**ABOUT THIS TASK**: What you return must match the records word for word, except that pictures are dropped.

(RECORD EXTRACTS Opens)

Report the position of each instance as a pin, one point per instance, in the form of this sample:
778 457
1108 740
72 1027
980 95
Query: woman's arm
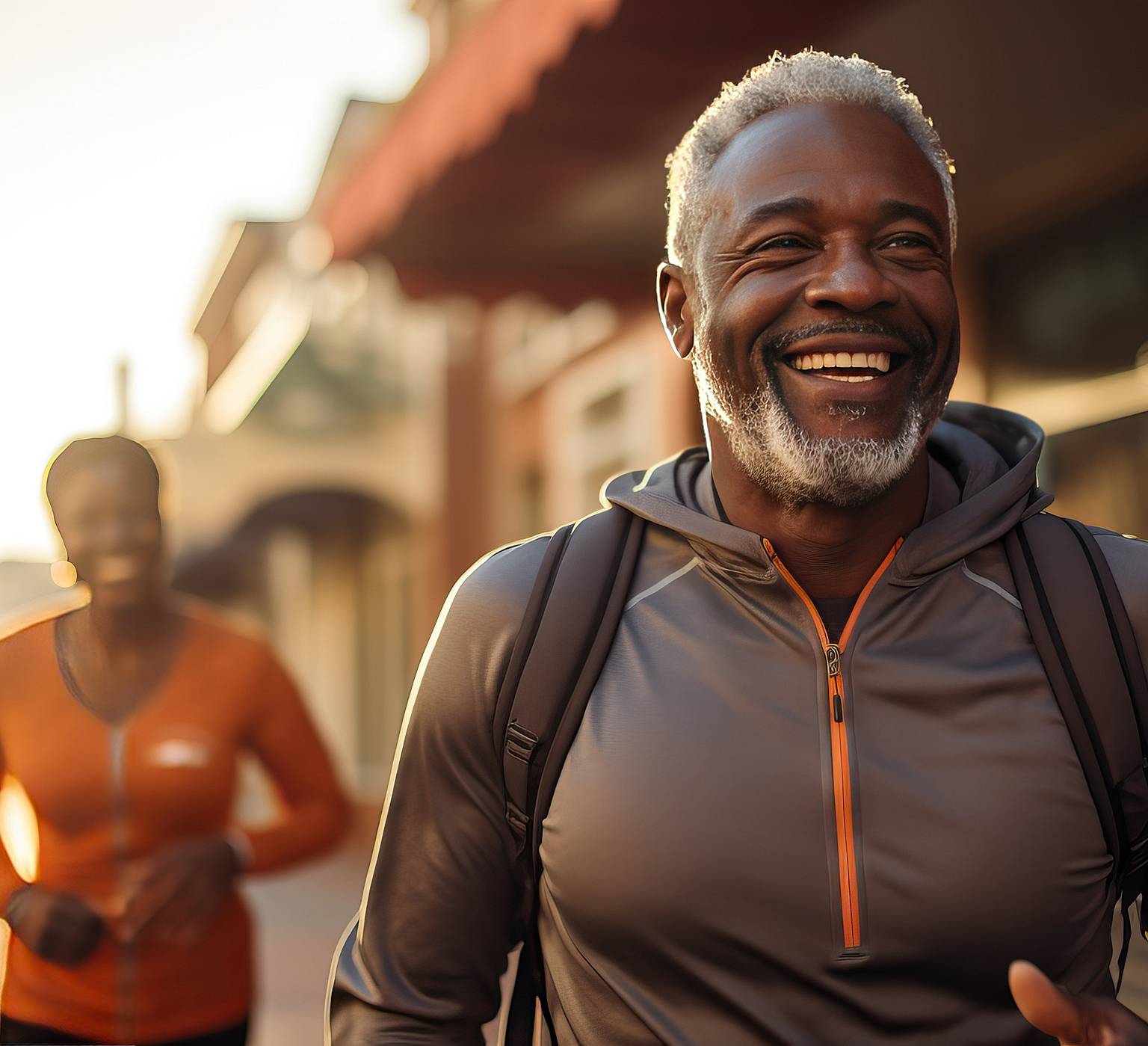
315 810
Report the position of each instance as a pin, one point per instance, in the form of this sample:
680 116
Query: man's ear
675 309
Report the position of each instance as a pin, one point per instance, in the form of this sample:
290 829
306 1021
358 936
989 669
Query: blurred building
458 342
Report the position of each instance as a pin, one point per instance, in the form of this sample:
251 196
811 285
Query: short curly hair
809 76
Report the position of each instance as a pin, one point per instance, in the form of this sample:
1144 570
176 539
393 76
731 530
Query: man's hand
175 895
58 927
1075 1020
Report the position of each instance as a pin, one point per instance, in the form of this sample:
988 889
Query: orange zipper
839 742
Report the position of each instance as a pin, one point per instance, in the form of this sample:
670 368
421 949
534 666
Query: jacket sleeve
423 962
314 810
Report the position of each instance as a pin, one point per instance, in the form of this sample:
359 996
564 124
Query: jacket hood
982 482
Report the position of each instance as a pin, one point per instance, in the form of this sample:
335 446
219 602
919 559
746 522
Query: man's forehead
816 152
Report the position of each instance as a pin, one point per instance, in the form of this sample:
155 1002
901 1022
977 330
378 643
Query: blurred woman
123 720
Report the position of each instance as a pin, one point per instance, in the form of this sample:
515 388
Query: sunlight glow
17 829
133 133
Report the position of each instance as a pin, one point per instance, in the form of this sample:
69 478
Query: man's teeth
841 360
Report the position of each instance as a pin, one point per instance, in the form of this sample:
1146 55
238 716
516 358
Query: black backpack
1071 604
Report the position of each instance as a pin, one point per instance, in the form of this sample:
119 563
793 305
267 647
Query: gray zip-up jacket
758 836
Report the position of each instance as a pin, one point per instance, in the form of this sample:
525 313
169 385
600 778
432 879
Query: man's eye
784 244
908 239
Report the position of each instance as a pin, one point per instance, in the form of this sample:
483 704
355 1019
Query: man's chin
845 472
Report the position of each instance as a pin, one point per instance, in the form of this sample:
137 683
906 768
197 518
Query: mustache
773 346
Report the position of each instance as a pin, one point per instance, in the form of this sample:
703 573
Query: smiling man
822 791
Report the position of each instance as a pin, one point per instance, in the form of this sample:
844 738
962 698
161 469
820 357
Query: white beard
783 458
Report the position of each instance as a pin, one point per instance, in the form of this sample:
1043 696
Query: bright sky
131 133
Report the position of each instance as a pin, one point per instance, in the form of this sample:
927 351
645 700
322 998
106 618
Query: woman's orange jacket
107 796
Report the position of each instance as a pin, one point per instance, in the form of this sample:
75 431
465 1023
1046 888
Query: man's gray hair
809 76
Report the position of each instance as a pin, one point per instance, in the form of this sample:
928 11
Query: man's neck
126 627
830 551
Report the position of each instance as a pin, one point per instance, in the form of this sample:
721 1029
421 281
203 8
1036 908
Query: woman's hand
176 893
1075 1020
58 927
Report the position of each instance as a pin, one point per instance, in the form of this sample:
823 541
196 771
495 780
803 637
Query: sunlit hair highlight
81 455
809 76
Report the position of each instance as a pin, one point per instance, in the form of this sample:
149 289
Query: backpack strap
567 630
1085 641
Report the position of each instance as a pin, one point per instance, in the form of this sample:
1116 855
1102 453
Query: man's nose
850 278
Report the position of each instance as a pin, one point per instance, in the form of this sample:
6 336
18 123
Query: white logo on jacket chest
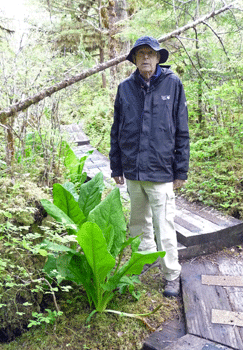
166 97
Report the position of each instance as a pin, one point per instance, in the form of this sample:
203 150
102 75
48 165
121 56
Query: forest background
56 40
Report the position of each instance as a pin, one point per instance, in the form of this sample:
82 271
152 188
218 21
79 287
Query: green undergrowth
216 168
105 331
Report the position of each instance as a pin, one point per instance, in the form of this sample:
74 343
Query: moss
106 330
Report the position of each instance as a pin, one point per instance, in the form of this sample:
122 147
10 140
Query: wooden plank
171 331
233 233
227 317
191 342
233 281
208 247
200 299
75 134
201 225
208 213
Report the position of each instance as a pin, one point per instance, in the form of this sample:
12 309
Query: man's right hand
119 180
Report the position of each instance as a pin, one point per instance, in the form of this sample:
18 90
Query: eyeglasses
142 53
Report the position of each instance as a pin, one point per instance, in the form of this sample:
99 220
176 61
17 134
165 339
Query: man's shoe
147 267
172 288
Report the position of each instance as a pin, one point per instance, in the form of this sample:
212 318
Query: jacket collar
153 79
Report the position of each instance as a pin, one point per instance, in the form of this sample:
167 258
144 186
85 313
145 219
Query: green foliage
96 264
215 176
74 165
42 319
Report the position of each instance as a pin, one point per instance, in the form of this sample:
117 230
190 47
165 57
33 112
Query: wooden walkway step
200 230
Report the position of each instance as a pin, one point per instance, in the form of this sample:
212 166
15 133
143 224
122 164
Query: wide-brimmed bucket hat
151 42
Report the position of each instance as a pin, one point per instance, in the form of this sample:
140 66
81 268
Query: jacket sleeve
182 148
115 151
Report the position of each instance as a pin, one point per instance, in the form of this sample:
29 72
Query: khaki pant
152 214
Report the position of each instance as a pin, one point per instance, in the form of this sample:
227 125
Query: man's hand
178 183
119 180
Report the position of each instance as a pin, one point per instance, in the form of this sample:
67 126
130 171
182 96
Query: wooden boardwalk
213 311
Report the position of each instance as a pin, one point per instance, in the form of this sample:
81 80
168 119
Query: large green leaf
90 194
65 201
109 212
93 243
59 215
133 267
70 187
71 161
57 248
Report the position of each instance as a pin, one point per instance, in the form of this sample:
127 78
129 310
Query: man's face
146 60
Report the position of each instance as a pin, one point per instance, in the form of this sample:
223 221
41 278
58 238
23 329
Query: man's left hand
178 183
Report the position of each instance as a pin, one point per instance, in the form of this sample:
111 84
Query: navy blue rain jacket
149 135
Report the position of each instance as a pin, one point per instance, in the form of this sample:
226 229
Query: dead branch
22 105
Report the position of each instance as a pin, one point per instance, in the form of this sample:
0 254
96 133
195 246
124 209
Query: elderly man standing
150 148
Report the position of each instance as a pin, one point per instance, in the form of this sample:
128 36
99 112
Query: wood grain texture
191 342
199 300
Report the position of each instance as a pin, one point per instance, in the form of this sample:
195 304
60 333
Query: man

(RECORD EXTRACTS Closes)

**SOLUTION**:
Report the position of each instance as a pin, one point per instance, in the form of this sample:
778 457
1108 740
72 1027
980 95
Query: woman's arm
315 810
Report the position of each instance as a pin, one point per instance, in the form of this sample:
680 116
Query: man's ear
675 309
Report the position of each instance as a pin, one point per instance, in the form of this sample:
290 829
306 1021
358 936
989 669
Query: blurred building
458 342
Report the position of each instance as a pin, one point per instance, in the form of this sample:
251 196
811 285
Query: short curly hair
809 76
Report the position of each instance as a pin, one point per instance, in the form of this sample:
1144 570
176 539
393 76
731 530
Query: man's hand
175 895
58 927
1075 1020
Report the position of each instance as a pin, one point per instance, in the form of this sample:
988 889
Query: orange zipper
839 742
Report the position of each instance as a pin, one point per instance, in the form of this sample:
670 368
421 949
534 666
Query: jacket sleeve
423 962
314 810
Report the position of each instance as a pin, one point per instance, in the form of this sample:
359 996
564 124
Query: jacket hood
982 482
Report the position of each instance as a pin, one point per instance, in the form of this sample:
335 446
219 602
919 559
746 522
Query: man's forehead
816 152
Report the position of each instance as a pin, one point per instance, in the form of this sample:
155 1002
901 1022
977 330
378 643
Query: blurred woman
123 720
Report the position of each instance as a pin, one point per instance, in the form of this sample:
515 388
Query: sunlight glow
17 829
133 133
Report the position of each instance as a pin, one point per instance, in the form of this sample:
69 478
Query: man's teeth
841 360
Report the position of each instance as a pin, one point per instance, in the form of this sample:
1146 55
238 716
516 358
Query: black backpack
1071 604
Report the position of each instance as a pin, one point per instance, in the form of this sample:
119 563
793 305
267 647
Query: gray zip-up jacket
758 836
Report the position of each instance as a pin, one point per instance, in the form of this sample:
525 313
169 385
600 778
432 879
Query: man's eye
784 244
908 239
Report the position of each instance as a pin, one point per instance, in the form of this sample:
483 704
355 1019
Query: man's chin
845 472
Report the position of each instance as a pin, one point per instance, in the form of this sample:
137 683
906 768
197 518
Query: mustache
773 346
Report the position of each instance as a pin, one point per instance, in the form of this sample:
703 573
Query: smiling man
822 791
Report the position of each instance as a pin, one point per instance, in the form of this sample:
844 738
962 698
161 469
820 357
Query: white beard
783 458
Report the position of each instance as a pin, one point per instance, in the form of this sample:
1043 696
Query: bright sky
131 133
Report the position of each instance as a pin, one point per instance, in the form of this sample:
927 351
645 700
322 998
106 618
Query: woman's orange jacket
107 796
Report the position of each instance as a pin, one point per instance, in the form of this sample:
75 431
465 1023
1046 888
Query: man's gray hair
809 76
Report the position of each instance as a pin, one point per instance, in the form of this sample:
928 11
Query: man's neck
126 627
830 551
Report the position of each instance as a pin, one point per instance, in the form of this sample:
721 1029
421 281
203 8
1036 908
Query: woman's hand
176 893
1075 1020
58 927
Report the position of each instance as a pin, one point per instance, in the form of this sample:
823 541
196 771
495 780
803 637
Query: sunlit hair highlight
81 455
809 76
Report the position of each instance as a pin, one point per instance, in the form of this sample:
149 289
Query: backpack strap
567 630
1085 641
Report the position of each instance as a pin, one point per instance, in the form of this sample:
1116 855
1102 453
Query: man's nose
850 278
Report the position of each instance as a pin, one point per instance, in the form of this sample:
6 336
18 123
Query: white logo on jacket chest
166 97
Report the position of each instance as a pin, one point per instance, in the form of this sample:
203 150
102 75
48 165
121 56
Query: forest background
56 40
Report the position of each instance as a pin, one point per instance, in the form of this sample:
82 271
152 188
218 21
79 287
Query: green undergrowth
216 168
105 331
Report the position of each instance as a pin, one point per instance, in the form of this sample:
74 343
Query: moss
106 330
Report the position of each instance as a pin, one point per instance, in the form of this sample:
122 147
10 140
Query: wooden plank
171 331
233 233
227 317
191 342
233 281
208 247
200 299
75 134
201 225
208 213
Report the position of each instance as a pin, one point per instance, in the form of this sample:
12 309
Query: man's right hand
119 180
Report the position of each instance as a pin, one point per instance, in the form of this sample:
18 90
Query: eyeglasses
142 53
Report the position of each instance as a pin, one point per instance, in the form of this sample:
99 220
176 61
17 134
165 339
Query: man's shoe
147 267
172 288
Report the position of each instance as a pin, one point per instance, in the form of this sample:
212 318
Query: jacket collar
153 79
Report the position of each instance as a pin, one point per instance, in the form of this sample:
167 258
144 186
85 313
145 219
Query: green foliage
96 264
215 176
74 165
42 319
Report the position of each instance as a pin, one point per instance, in the form of this sample:
117 230
190 47
165 57
33 112
Query: wooden walkway step
200 230
Report the position of each instance as a pin, one point per instance, in the form of this sample:
212 166
15 133
143 224
122 164
Query: wide-brimmed bucket hat
151 42
Report the position of each instance as a pin, one point per instance, in the form of this sample:
140 66
81 268
Query: jacket sleeve
182 148
115 151
Report the position of each instance as a pin, one point per instance, in the form of this sample:
29 72
Query: khaki pant
152 214
Report the position of each instance as a pin, one point per instance, in the form of this sample:
227 125
Query: man's hand
178 183
119 180
Report the position of each instance as a pin, one point per instance, in the form of this sample:
67 126
130 171
182 96
Query: wooden boardwalk
213 311
Report the position of each instance as a pin, one point per instance, in the form of this sample:
81 80
168 119
Query: large green leaf
90 194
65 201
109 212
93 243
59 215
133 267
70 187
71 161
57 248
Report the position of each instance as a pin, one point per instance, in the form of this sample:
127 78
129 310
Query: man's face
146 60
Report the position of each instance as a pin, one point per instance, in the form of this sample:
223 221
41 278
58 238
23 329
Query: man's left hand
178 183
Report the position of each instance as a pin, one point per instance, in the form of this sample:
111 84
Query: navy blue rain jacket
149 135
Report the position of each instance as a pin, one point per instance, in the form of this sample:
226 229
Query: dead branch
22 105
Report the position of each instance as a pin, one point per instance, in the form of this sample:
0 254
96 133
195 246
124 209
Query: elderly man standing
150 148
Report the position of each instance as a pin, one point per instance, in the form of this sample:
128 36
99 112
Query: wood grain texture
191 342
199 300
Report the position of each instance as a pin, one point per instance, in the form of this sample:
195 304
60 333
Query: man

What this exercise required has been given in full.